#### PASSAGE PROVIDED:
——————————
What are your thoughts?

This page was commented on at StumbleUpon as follows:
"I recommend this discussion of reincarnation and eternal recurrence because it opens into many viewpoints, and it also invites comments. It turns the mind inside out by such statements as, 'We have technology making the vast libraries of earth available at the tap of a key, yet of all the topics we might bring up, the mystery of birth and death, of coming into existence and passing away, lies at the heart of everything we do.'"

Bulletin: This photograph caption has previously been: "Photographer unknown." We have been contacted by the photographer, and here is his credit: ©Photo by and courtesy of  Frank Kee  ~ Location, the Temblor Range near the Carrizo Plain National Monument in California. Flowers are largely Phacelia, Blazing Star, and Tidy Tips. ~ October 9, 2013

If you have returned to this essay from a previous visit, you will appreciate the 2014 update at the conclusion.
——————————
#### EXTRACTED ENTRIES:
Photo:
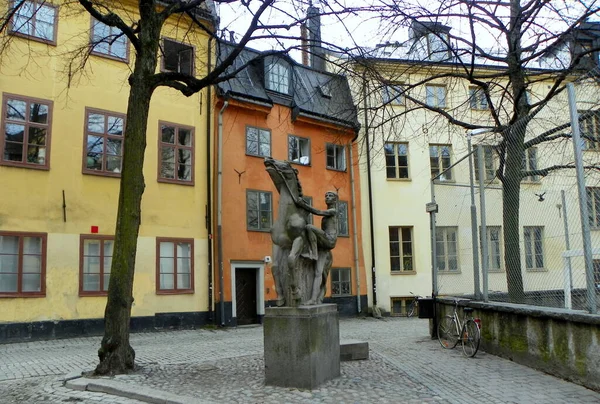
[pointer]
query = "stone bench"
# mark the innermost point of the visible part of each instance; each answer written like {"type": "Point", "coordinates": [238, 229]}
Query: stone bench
{"type": "Point", "coordinates": [353, 350]}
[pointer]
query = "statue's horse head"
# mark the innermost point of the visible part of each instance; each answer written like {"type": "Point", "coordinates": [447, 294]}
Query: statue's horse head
{"type": "Point", "coordinates": [284, 176]}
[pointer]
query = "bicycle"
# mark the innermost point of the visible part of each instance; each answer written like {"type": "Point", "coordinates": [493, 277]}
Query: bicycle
{"type": "Point", "coordinates": [451, 329]}
{"type": "Point", "coordinates": [412, 307]}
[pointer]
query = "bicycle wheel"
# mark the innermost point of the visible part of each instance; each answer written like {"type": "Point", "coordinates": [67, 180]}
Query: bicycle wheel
{"type": "Point", "coordinates": [470, 338]}
{"type": "Point", "coordinates": [447, 334]}
{"type": "Point", "coordinates": [410, 310]}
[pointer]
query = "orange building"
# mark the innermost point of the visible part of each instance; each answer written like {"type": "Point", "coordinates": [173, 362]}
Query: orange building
{"type": "Point", "coordinates": [276, 107]}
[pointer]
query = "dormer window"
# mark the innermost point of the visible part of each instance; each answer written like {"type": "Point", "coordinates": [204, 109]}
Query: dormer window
{"type": "Point", "coordinates": [438, 46]}
{"type": "Point", "coordinates": [178, 57]}
{"type": "Point", "coordinates": [277, 76]}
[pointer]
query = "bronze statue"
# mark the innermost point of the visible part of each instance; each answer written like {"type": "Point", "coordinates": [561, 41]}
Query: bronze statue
{"type": "Point", "coordinates": [301, 251]}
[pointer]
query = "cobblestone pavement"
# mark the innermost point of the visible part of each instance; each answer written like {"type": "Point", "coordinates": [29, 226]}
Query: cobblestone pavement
{"type": "Point", "coordinates": [226, 366]}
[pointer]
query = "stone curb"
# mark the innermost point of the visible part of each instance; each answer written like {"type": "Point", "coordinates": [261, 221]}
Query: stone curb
{"type": "Point", "coordinates": [126, 390]}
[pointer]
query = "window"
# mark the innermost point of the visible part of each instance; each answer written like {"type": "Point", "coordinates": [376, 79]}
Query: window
{"type": "Point", "coordinates": [103, 142]}
{"type": "Point", "coordinates": [258, 210]}
{"type": "Point", "coordinates": [177, 57]}
{"type": "Point", "coordinates": [477, 99]}
{"type": "Point", "coordinates": [108, 41]}
{"type": "Point", "coordinates": [35, 19]}
{"type": "Point", "coordinates": [396, 160]}
{"type": "Point", "coordinates": [26, 140]}
{"type": "Point", "coordinates": [392, 94]}
{"type": "Point", "coordinates": [96, 254]}
{"type": "Point", "coordinates": [439, 158]}
{"type": "Point", "coordinates": [176, 154]}
{"type": "Point", "coordinates": [22, 264]}
{"type": "Point", "coordinates": [438, 46]}
{"type": "Point", "coordinates": [342, 209]}
{"type": "Point", "coordinates": [298, 150]}
{"type": "Point", "coordinates": [401, 251]}
{"type": "Point", "coordinates": [340, 282]}
{"type": "Point", "coordinates": [336, 157]}
{"type": "Point", "coordinates": [258, 141]}
{"type": "Point", "coordinates": [494, 250]}
{"type": "Point", "coordinates": [446, 243]}
{"type": "Point", "coordinates": [534, 250]}
{"type": "Point", "coordinates": [530, 164]}
{"type": "Point", "coordinates": [277, 77]}
{"type": "Point", "coordinates": [488, 162]}
{"type": "Point", "coordinates": [593, 200]}
{"type": "Point", "coordinates": [436, 96]}
{"type": "Point", "coordinates": [590, 129]}
{"type": "Point", "coordinates": [175, 265]}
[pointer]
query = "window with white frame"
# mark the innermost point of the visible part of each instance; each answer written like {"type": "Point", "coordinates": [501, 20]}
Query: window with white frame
{"type": "Point", "coordinates": [392, 94]}
{"type": "Point", "coordinates": [493, 239]}
{"type": "Point", "coordinates": [530, 164]}
{"type": "Point", "coordinates": [435, 96]}
{"type": "Point", "coordinates": [277, 76]}
{"type": "Point", "coordinates": [589, 123]}
{"type": "Point", "coordinates": [336, 157]}
{"type": "Point", "coordinates": [593, 201]}
{"type": "Point", "coordinates": [341, 284]}
{"type": "Point", "coordinates": [258, 141]}
{"type": "Point", "coordinates": [440, 161]}
{"type": "Point", "coordinates": [533, 237]}
{"type": "Point", "coordinates": [342, 209]}
{"type": "Point", "coordinates": [446, 243]}
{"type": "Point", "coordinates": [396, 160]}
{"type": "Point", "coordinates": [298, 150]}
{"type": "Point", "coordinates": [259, 211]}
{"type": "Point", "coordinates": [108, 41]}
{"type": "Point", "coordinates": [401, 249]}
{"type": "Point", "coordinates": [35, 19]}
{"type": "Point", "coordinates": [488, 162]}
{"type": "Point", "coordinates": [477, 99]}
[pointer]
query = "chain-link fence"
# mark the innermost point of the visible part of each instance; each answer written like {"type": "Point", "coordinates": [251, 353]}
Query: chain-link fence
{"type": "Point", "coordinates": [530, 242]}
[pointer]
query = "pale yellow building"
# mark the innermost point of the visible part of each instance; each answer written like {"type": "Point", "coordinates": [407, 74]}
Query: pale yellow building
{"type": "Point", "coordinates": [60, 158]}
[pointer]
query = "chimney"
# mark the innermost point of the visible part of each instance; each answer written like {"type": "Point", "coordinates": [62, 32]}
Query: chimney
{"type": "Point", "coordinates": [304, 44]}
{"type": "Point", "coordinates": [317, 55]}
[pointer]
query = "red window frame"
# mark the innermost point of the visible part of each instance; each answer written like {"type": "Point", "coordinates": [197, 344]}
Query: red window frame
{"type": "Point", "coordinates": [175, 289]}
{"type": "Point", "coordinates": [102, 239]}
{"type": "Point", "coordinates": [20, 254]}
{"type": "Point", "coordinates": [27, 124]}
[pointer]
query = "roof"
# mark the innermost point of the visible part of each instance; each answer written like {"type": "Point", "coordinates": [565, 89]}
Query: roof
{"type": "Point", "coordinates": [313, 93]}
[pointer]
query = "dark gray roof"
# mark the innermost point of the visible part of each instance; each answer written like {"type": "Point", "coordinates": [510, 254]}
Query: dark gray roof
{"type": "Point", "coordinates": [316, 94]}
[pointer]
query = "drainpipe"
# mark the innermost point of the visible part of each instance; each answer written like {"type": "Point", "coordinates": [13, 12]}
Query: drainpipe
{"type": "Point", "coordinates": [376, 311]}
{"type": "Point", "coordinates": [219, 210]}
{"type": "Point", "coordinates": [209, 170]}
{"type": "Point", "coordinates": [355, 235]}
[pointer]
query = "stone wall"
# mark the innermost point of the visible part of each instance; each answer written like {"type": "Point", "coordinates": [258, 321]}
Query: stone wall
{"type": "Point", "coordinates": [556, 341]}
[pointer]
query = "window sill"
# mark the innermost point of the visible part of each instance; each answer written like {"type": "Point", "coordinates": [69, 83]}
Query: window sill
{"type": "Point", "coordinates": [175, 292]}
{"type": "Point", "coordinates": [25, 295]}
{"type": "Point", "coordinates": [101, 173]}
{"type": "Point", "coordinates": [110, 57]}
{"type": "Point", "coordinates": [24, 165]}
{"type": "Point", "coordinates": [403, 272]}
{"type": "Point", "coordinates": [35, 38]}
{"type": "Point", "coordinates": [176, 182]}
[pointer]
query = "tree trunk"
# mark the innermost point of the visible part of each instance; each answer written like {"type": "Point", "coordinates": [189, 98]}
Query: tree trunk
{"type": "Point", "coordinates": [115, 353]}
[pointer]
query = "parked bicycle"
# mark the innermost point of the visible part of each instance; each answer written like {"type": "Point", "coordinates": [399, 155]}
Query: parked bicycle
{"type": "Point", "coordinates": [412, 307]}
{"type": "Point", "coordinates": [451, 329]}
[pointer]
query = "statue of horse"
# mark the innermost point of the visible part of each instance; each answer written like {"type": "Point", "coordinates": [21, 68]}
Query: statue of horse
{"type": "Point", "coordinates": [294, 257]}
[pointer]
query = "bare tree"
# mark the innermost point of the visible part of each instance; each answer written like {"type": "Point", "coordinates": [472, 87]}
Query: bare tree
{"type": "Point", "coordinates": [501, 51]}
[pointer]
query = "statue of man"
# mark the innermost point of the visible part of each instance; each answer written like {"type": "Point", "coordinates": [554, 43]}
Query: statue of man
{"type": "Point", "coordinates": [324, 239]}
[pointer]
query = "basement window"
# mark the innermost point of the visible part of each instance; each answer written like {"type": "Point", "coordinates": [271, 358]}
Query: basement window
{"type": "Point", "coordinates": [177, 57]}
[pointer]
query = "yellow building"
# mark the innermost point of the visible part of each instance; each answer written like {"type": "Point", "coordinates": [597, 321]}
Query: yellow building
{"type": "Point", "coordinates": [60, 159]}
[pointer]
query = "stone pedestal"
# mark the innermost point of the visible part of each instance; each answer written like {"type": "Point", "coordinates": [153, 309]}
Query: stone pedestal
{"type": "Point", "coordinates": [302, 345]}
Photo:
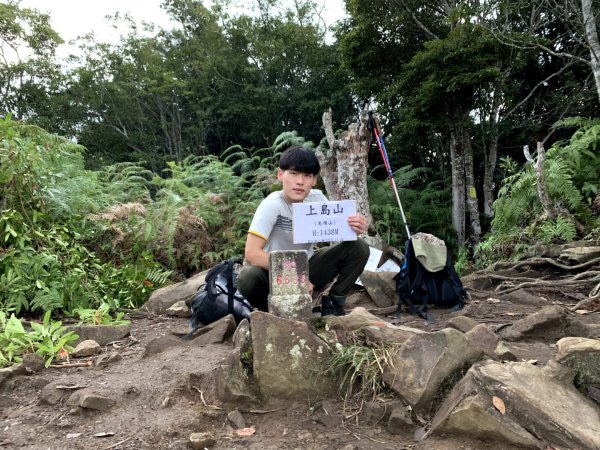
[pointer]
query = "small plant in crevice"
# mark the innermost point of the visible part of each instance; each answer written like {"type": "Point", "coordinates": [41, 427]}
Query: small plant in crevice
{"type": "Point", "coordinates": [48, 339]}
{"type": "Point", "coordinates": [99, 316]}
{"type": "Point", "coordinates": [361, 366]}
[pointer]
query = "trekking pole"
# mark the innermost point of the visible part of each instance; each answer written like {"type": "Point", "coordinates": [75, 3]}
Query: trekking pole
{"type": "Point", "coordinates": [373, 125]}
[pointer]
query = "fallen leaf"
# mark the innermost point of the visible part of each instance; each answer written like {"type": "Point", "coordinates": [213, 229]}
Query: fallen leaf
{"type": "Point", "coordinates": [499, 404]}
{"type": "Point", "coordinates": [62, 353]}
{"type": "Point", "coordinates": [245, 431]}
{"type": "Point", "coordinates": [70, 386]}
{"type": "Point", "coordinates": [104, 434]}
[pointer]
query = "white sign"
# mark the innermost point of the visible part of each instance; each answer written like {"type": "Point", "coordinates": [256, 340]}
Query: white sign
{"type": "Point", "coordinates": [373, 262]}
{"type": "Point", "coordinates": [323, 221]}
——————————
#### TASK REQUIREMENTS:
[1] On the reincarnation page, which flowers make up most of the photograph?
[2] Using the reincarnation page, explain why the StumbleUpon comment recommends the discussion of reincarnation and eternal recurrence.
[3] Continue the reincarnation page from its last sentence.
The records come from a different source than the reincarnation page.

#### REPLIES:
[1] Phacelia, Blazing Star, and Tidy Tips.

[2] The commenter recommends it because it opens into many viewpoints and also invites comments. The commenter adds that it turns the mind inside out with statements such as the one about the mystery of birth and death lying at the heart of everything we do.

[3]
Introduction: A look at philosophical investigation into what lies beyond

When awake during the night...when sitting at dawn...or when everything is so topsy-turvy that reason and logic fly out the door, here are glances into this significant topic as they arise for us. Why would anyone want to be incarnate or reincarnate in this cesspool of suffering, in samsara, in this earthly realm? Some spiritual traditions hold personal enlightenment as the highest level, to lay the burden down, to be released. In other traditions--the Buddhist Mahayana school, for one--such an egoistic orientation is transcended by having the supreme examples of bodhisattvas such as Avalokiteshvara, Manjushri, and Samantabhadra held as the highest vow and goal for all practitioners.

Bodhisattvas, while advancing toward buddhahood through skillful means handed down through Tantric traditions by a ten-stage path, vow not to accept departure from the cycle of rebirths until all beings have been liberated. They appear in myriads of forms as showers of the way, leaders on the path to liberation.

Explore the angles of paradox

Philosophical investigation into reincarnation and eternal recurrence can be approached from many angles. From time to time we explore these. Some insights appear on this page, with further contributions from visitors to our site posted on the Wisdom Forum page. As we continue to go beyond conventional thinking, it is helpful to keep in mind the interconnectedness of all beings, and therefore the profound need for us to get over escapism; to nurture compassion and altruism; to recognize the possibility that reincarnating for the benefit of all beings may be the highest option.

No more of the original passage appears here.